PROBLEM STATEMENT - Report every line of the listing below that contains the word "crumb". Letter case matters, so count only matches with the same capitalization.

Excerpts from pointing data:

□ □ □ □ □ □ □

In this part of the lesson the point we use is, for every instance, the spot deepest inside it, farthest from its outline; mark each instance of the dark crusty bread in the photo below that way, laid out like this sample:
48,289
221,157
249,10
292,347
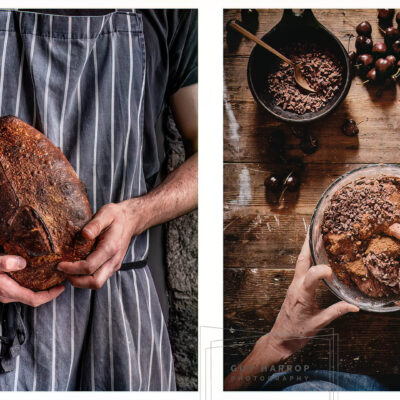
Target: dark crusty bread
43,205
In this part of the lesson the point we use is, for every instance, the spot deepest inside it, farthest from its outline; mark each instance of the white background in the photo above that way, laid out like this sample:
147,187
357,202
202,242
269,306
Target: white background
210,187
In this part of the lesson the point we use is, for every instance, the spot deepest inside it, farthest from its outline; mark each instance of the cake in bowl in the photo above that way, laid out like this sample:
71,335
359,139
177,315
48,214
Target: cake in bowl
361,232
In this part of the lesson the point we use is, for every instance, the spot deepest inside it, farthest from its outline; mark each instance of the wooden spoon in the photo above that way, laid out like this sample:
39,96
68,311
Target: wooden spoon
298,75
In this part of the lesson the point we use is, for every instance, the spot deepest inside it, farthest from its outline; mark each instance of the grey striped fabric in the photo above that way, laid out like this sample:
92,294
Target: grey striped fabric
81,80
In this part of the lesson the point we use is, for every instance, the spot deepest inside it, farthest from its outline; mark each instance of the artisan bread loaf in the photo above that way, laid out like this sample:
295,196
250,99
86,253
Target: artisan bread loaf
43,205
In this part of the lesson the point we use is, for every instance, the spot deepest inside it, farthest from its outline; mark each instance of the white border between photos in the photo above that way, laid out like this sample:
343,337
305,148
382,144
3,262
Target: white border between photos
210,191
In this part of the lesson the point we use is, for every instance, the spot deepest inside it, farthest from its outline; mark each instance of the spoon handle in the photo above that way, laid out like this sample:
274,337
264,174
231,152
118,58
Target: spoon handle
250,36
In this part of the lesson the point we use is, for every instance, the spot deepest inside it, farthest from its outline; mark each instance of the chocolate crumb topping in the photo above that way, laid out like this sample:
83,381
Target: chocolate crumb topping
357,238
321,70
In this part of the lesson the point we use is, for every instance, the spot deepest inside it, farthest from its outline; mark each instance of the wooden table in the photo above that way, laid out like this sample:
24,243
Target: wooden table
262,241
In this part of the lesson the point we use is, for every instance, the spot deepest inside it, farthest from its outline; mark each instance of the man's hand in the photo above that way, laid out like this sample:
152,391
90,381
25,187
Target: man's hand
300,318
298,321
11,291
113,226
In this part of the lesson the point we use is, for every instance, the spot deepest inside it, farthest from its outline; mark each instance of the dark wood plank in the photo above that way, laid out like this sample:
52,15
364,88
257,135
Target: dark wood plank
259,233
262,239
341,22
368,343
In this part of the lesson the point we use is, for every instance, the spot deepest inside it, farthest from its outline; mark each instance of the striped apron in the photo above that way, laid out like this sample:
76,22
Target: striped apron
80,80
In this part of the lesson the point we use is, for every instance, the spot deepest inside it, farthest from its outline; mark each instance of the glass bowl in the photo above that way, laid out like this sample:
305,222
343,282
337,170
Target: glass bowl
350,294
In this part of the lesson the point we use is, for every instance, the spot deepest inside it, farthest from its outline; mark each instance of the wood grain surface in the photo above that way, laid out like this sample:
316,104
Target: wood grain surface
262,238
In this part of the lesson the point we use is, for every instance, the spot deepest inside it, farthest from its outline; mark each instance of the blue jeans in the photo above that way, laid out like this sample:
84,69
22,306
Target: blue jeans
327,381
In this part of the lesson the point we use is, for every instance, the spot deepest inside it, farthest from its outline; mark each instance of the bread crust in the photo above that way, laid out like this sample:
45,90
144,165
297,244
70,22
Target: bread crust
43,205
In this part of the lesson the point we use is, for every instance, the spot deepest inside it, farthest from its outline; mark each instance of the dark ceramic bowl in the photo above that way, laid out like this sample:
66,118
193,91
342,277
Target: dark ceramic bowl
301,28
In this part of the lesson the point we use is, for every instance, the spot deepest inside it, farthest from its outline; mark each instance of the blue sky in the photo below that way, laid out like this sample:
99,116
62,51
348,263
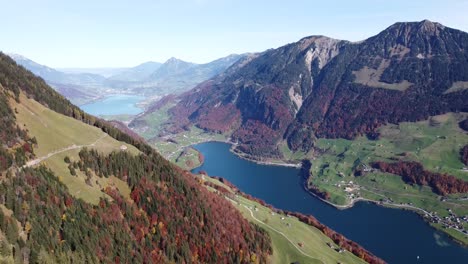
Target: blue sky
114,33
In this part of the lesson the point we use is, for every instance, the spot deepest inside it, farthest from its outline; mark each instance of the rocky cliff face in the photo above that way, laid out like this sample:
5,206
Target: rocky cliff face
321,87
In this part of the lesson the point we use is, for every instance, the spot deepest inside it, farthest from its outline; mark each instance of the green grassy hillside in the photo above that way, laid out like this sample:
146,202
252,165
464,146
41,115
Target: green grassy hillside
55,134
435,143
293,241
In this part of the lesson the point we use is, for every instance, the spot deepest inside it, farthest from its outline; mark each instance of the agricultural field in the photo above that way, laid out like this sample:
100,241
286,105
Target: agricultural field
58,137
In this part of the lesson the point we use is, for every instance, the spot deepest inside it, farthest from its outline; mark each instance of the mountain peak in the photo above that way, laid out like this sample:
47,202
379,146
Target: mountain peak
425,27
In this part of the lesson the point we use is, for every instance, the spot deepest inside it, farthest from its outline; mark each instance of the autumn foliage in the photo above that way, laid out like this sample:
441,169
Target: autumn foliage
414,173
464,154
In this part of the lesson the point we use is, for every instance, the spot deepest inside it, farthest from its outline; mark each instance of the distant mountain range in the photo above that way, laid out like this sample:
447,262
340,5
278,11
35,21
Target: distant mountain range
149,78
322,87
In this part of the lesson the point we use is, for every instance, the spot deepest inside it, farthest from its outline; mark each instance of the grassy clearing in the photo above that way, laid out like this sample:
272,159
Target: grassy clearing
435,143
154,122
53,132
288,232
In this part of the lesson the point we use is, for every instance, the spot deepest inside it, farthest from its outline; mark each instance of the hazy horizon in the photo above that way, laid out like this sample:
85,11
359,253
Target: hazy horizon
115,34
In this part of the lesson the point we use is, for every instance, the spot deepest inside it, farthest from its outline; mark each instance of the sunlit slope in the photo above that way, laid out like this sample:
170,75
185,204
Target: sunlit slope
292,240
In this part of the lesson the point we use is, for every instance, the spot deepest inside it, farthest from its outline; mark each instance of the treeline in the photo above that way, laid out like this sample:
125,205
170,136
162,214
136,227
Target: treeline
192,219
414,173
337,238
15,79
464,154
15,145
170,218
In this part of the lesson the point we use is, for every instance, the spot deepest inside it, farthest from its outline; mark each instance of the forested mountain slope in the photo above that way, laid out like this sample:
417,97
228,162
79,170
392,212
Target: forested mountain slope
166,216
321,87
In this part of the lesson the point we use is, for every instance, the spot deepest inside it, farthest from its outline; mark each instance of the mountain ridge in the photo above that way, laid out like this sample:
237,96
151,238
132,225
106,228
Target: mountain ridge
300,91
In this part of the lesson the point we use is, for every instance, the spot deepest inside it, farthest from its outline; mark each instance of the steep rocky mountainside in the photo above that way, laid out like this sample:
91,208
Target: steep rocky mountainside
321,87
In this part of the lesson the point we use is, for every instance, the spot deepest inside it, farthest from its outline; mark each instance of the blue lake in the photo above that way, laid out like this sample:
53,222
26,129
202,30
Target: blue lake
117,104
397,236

□ □ □ □ □ □ □

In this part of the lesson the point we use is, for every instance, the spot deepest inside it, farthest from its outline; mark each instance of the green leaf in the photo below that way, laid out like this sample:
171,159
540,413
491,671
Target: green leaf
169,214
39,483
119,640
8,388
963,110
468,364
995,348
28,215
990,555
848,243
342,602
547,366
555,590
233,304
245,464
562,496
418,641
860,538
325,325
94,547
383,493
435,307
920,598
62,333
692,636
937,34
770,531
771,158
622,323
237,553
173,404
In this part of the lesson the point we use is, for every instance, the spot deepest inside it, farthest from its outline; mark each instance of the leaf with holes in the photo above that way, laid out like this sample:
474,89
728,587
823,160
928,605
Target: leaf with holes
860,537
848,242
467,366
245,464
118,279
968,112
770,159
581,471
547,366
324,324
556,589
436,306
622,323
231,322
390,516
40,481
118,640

□ □ □ □ □ □ □

ANSWER TO THE PROBLEM -
In this part of the lesson the point we use is, for every instance, the spot deepest inside it, farthest from its outline; mark each instance of the chocolate crumb topping in the photo above that way, laid out like this sample:
Target: chocolate crumb topping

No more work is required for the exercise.